The phone at Binkert's German sausage factory rang nonstop yesterday. It was the first day for the wholesale delivery of sausages, hot dogs and cold cuts since early August, when an electrical fire and subsequent water damage put this Golden Ring business out of commission. Production stopped, threatening to take the taste out of local Oktoberfest celebrations.
Its retail shop opens today - so that this component of a venerable Baltimore niche market will be well-fed and satisfied.
So why all the fuss about a little Baltimore County business that employs only the owners and eight other workers? One phone call gave a clue:
"We don't have any places in Florida that sell our liverwurst," explained Sonya Binkert Weber, who co-owns the business with her husband, Lothar. "We do ship in dry ice."
Such is the fame of the little shop with the right stuff.
Sonya and Lothar worked alongside a crew through August and September to reconstruct their meatpacking plant - the size of a restaurant kitchen - at 8805 Philadelphia Road. Throughout the ordeal, customers sent encouraging mail to the Webers, all the while adding the question: "When will you reopen?"
Their compact shop is now clean and fresh and delightfully redolent of smoked meats, a kind of delicious autumn scent. It has also been retiled in white ceramic, with a border of German colors - red, yellow and black. Jars of imported sauerkraut, red cabbage, honey, and currant and lingonberry preserves face the deli case.
Yesterday morning, callers from a German-American Club in Dover, Del., inquired about supplies of bratwurst. Then the commissary at the German Armed Forces Command in Reston, Va., chimed in with an order. The German, Swiss and Austrian embassies in Washington have also been resupplied, as have the Washington hotels whose European-born chefs like their sausage made a certain way.
It's fitting that Baltimore is home to a traditional German sausage maker. In 1900, one out of four Baltimoreans spoke German as their mother tongue. German cooking was commonplace, as were German-speaking church congregations. There were weekly sailings between Bremen and Locust Point.
Sonya Weber is the daughter of Egon Binkert, who founded his meat products business in 1964. He had earlier worked making sausages for Paul Schafer, whose delicatessen and gift shop on Eutaw Street stood near the old Ford's Theatre and was not far from the Hippodrome. That downtown shop, where I shopped for decades (as a nice touch, the clerks counted your change in German) was filled with the same smoked meat aroma as the one on the Philadelphia Road.
"I remember coming downtown in those days," Sonya Weber said of the days when her father's meats were sold in downtown Baltimore. "We'd have lunch at Hutzler's, upstairs, and then go shopping at Lexington Market."
She met her husband, who now is the head sausage maker, when they were students at Freiburg University in Germany. Lothar was born in a small village near Baden-Baden, Germany. He had once planned to become a science teacher. He retains his interest in biology - no hormones in his sausages, he says proudly. The couple purchased the business from the elder Herr Binkert, who is now on vacation in Germany, and resolved to keep an Old World tradition alive in Baltimore.
Earlier this week, a shipment of meat arrived from Hatfield, a Lancaster, Pa., slaughterhouse that buys from traditional farmers, many of them Amish. Before long, Lothar's chopping machine was at work. Soon sausages and hot dogs were hanging from stainless-steel racks. Then the building shook again as more meat went into the chopper for another batch of wurst.
"This is our busiest time of the year," Sonya said. "We missed some of it, but there is still lots of October left. We are in business."

Requirement 1 -
Answer these from the sausage shop article:
(a) What put the business out of commission in early August?
(b) In 1900, what share of Baltimoreans spoke German as their mother tongue?
(c) Where did Sonya and Lothar meet?
Requirement 2 - Sum up the sausage shop article in two sentences.
The records that come next have nothing to do with the sausage shop article.

Study material -
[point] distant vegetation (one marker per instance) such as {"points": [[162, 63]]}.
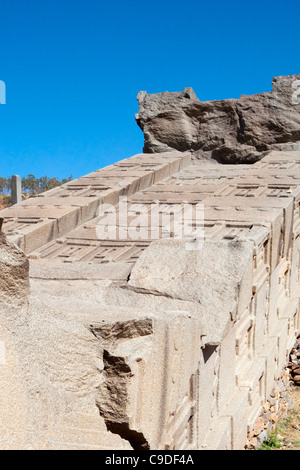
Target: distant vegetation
{"points": [[31, 186]]}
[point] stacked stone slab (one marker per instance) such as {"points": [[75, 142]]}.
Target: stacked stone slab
{"points": [[145, 344]]}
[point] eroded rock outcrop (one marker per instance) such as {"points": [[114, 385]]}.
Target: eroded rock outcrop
{"points": [[231, 131]]}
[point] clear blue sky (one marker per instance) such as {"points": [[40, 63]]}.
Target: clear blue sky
{"points": [[73, 69]]}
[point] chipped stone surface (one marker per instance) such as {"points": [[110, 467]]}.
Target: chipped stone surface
{"points": [[121, 343], [233, 130]]}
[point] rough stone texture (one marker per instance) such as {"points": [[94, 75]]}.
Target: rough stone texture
{"points": [[135, 343], [231, 130]]}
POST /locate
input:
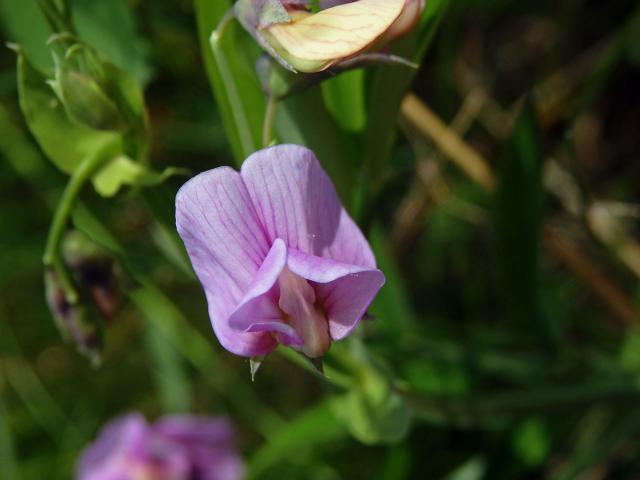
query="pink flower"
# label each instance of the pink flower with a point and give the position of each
(174, 448)
(280, 260)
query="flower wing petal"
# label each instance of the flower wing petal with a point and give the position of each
(226, 244)
(345, 291)
(296, 201)
(258, 311)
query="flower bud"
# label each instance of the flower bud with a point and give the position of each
(79, 82)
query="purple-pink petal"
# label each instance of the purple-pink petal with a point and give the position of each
(344, 290)
(175, 448)
(244, 232)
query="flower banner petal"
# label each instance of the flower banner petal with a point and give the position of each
(296, 201)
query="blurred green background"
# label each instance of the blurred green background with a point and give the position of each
(508, 327)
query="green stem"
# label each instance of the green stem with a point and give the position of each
(237, 108)
(51, 257)
(267, 126)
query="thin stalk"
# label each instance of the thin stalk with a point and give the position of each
(51, 257)
(267, 126)
(237, 109)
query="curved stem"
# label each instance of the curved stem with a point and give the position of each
(51, 257)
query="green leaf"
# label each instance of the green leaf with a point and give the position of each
(532, 441)
(371, 410)
(518, 219)
(304, 120)
(123, 171)
(66, 144)
(24, 24)
(373, 419)
(167, 365)
(233, 79)
(109, 26)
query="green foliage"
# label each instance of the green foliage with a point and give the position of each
(488, 354)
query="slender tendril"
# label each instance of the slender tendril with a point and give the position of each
(237, 108)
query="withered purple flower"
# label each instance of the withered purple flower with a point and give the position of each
(174, 448)
(280, 260)
(342, 31)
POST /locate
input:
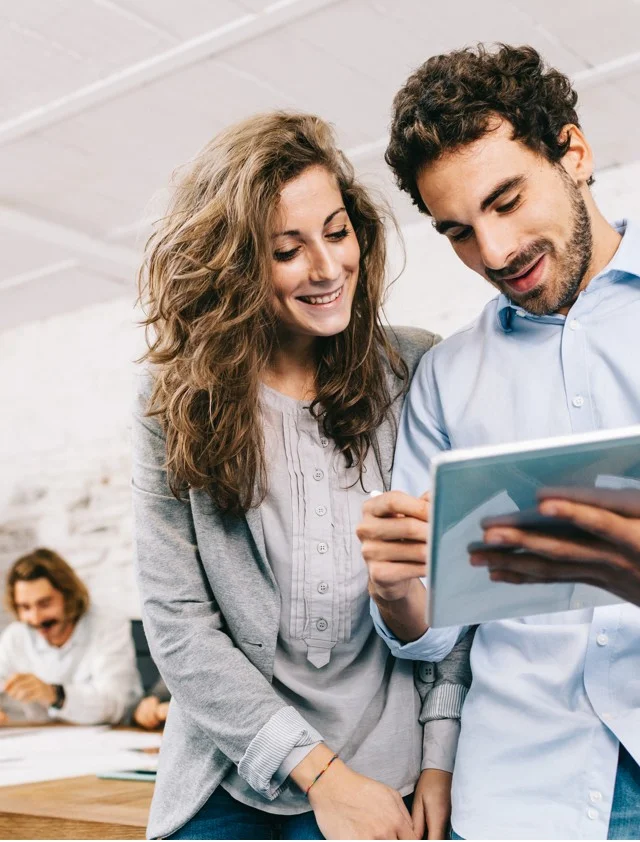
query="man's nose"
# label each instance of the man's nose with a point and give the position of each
(496, 248)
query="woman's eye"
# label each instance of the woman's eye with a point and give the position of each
(285, 255)
(509, 206)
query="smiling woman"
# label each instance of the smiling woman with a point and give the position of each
(270, 411)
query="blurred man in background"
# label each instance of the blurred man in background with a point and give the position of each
(63, 659)
(152, 711)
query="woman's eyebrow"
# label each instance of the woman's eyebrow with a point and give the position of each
(294, 232)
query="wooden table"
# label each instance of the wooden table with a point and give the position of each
(75, 808)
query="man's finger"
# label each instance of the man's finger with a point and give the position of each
(601, 522)
(537, 569)
(549, 546)
(417, 816)
(393, 503)
(395, 551)
(384, 574)
(392, 529)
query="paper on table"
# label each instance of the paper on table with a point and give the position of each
(66, 752)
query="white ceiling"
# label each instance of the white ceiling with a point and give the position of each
(102, 99)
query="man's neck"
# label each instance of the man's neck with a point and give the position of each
(65, 634)
(606, 241)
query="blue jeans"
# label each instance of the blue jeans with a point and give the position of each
(625, 809)
(222, 817)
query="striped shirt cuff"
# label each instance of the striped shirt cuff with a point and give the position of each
(271, 746)
(439, 744)
(444, 701)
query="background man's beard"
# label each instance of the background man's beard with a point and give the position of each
(572, 265)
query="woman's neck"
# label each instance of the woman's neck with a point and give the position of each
(292, 368)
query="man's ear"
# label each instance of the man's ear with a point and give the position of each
(578, 159)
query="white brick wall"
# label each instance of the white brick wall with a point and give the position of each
(66, 389)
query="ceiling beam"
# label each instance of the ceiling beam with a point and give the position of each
(118, 262)
(145, 72)
(608, 71)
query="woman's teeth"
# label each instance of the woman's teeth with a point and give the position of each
(321, 299)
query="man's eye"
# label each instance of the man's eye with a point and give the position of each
(509, 206)
(285, 255)
(462, 235)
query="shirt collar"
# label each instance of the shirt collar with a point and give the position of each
(624, 263)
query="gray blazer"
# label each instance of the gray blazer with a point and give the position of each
(210, 608)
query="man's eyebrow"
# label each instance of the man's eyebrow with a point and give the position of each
(443, 227)
(501, 189)
(294, 232)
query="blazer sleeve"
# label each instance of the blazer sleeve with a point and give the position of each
(209, 678)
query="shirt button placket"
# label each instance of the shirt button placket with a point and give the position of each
(576, 376)
(319, 541)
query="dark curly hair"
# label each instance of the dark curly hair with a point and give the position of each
(451, 99)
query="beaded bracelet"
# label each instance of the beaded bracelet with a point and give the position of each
(320, 774)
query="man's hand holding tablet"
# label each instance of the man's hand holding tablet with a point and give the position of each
(586, 535)
(393, 532)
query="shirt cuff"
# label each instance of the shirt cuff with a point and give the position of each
(434, 645)
(439, 744)
(271, 747)
(295, 756)
(444, 701)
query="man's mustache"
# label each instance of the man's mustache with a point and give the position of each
(44, 625)
(520, 263)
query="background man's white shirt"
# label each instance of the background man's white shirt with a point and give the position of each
(96, 666)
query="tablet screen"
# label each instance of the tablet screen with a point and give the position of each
(473, 484)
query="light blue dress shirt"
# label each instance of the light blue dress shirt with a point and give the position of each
(552, 695)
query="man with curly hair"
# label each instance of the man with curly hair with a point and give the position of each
(488, 144)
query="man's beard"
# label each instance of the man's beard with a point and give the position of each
(572, 264)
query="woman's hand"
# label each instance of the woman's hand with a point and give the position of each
(432, 804)
(351, 806)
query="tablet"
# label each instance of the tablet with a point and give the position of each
(477, 485)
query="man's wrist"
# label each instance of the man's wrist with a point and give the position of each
(57, 696)
(405, 616)
(308, 769)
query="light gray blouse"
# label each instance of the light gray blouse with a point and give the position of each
(330, 664)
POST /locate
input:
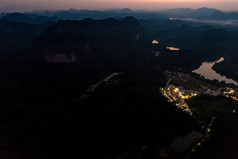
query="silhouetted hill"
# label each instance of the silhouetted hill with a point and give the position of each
(201, 13)
(15, 36)
(88, 39)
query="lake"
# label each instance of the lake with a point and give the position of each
(207, 72)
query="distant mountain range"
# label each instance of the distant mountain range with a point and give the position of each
(201, 13)
(38, 17)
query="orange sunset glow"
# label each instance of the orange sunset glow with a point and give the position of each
(26, 5)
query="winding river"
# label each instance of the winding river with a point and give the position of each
(206, 70)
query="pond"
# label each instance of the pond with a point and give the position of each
(207, 72)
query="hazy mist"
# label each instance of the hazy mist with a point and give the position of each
(29, 5)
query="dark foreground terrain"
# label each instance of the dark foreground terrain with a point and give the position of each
(49, 110)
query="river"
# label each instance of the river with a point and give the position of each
(93, 87)
(207, 72)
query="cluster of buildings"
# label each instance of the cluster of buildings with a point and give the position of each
(174, 95)
(230, 93)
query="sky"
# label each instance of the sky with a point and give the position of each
(29, 5)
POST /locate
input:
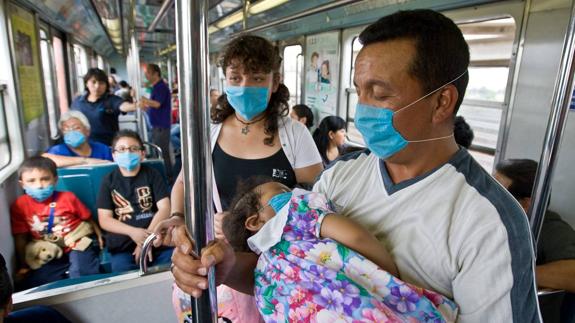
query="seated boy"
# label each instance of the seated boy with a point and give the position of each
(45, 214)
(132, 200)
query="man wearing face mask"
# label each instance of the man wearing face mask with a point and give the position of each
(448, 225)
(77, 148)
(132, 200)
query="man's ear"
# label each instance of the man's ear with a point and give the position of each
(276, 82)
(445, 104)
(253, 223)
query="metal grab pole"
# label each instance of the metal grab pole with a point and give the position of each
(140, 118)
(562, 93)
(192, 47)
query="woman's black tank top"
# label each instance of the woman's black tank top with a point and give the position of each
(229, 170)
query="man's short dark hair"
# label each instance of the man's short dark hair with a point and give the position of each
(441, 51)
(6, 288)
(462, 132)
(127, 133)
(38, 162)
(155, 69)
(99, 75)
(522, 174)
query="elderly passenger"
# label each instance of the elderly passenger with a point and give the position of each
(77, 148)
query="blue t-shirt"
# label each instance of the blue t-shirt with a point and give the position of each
(99, 151)
(161, 117)
(102, 115)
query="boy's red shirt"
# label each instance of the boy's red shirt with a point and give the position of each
(30, 216)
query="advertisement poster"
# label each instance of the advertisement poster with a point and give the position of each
(27, 62)
(322, 72)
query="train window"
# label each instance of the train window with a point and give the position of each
(47, 73)
(491, 46)
(60, 66)
(353, 134)
(101, 63)
(81, 64)
(4, 140)
(292, 60)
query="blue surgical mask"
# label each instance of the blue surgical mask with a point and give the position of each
(74, 138)
(376, 126)
(127, 160)
(248, 101)
(39, 194)
(277, 202)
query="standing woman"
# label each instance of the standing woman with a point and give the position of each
(251, 135)
(100, 106)
(329, 138)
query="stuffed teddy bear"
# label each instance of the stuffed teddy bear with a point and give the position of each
(40, 252)
(77, 239)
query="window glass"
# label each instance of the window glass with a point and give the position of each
(487, 83)
(60, 73)
(353, 134)
(292, 60)
(101, 63)
(4, 140)
(48, 83)
(490, 46)
(81, 62)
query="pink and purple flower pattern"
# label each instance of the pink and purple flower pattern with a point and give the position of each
(307, 279)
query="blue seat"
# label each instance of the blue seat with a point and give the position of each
(85, 182)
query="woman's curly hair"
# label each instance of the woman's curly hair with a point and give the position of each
(256, 55)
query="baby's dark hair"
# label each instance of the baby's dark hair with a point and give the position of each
(38, 162)
(245, 203)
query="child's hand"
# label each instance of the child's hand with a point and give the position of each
(164, 230)
(138, 251)
(139, 235)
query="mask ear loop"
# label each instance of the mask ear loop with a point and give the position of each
(425, 96)
(430, 93)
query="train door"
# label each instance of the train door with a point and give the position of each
(25, 41)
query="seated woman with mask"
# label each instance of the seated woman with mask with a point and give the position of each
(77, 148)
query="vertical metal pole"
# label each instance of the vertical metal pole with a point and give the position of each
(170, 75)
(142, 125)
(192, 47)
(555, 127)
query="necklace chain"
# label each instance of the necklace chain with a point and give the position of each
(246, 127)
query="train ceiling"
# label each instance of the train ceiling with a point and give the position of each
(106, 25)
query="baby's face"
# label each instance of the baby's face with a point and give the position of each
(269, 190)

Answer area 1 -
(a) An electrical fire and the water damage that followed.
(b) One out of four.
(c) At Freiburg University in Germany, where they were students.

Answer area 2 - Binkert's German sausage factory, a small Baltimore County business shut down since early August by an electrical fire and water damage, resumed wholesale deliveries and is reopening its retail shop, drawing orders from a German-American club, embassies and Washington hotels. The business, founded by Egon Binkert in 1964, is now owned by his daughter Sonya Binkert Weber and her husband Lothar, the head sausage maker, who set out to keep an Old World tradition alive in Baltimore.